Content starts

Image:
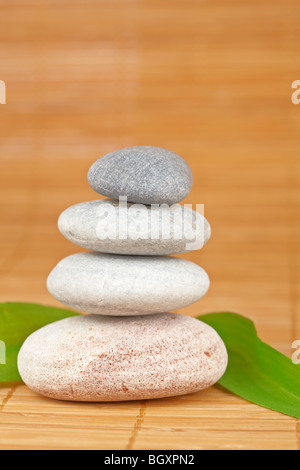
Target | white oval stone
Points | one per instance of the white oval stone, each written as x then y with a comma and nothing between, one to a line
94,358
107,226
126,285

Content ends

Everything in the entries except the images must be copied exactly.

Image:
Target | white oval stone
Points | one per instance of the white oval stone, each written as x then y with a comma and nothing between, one to a line
94,358
107,226
126,285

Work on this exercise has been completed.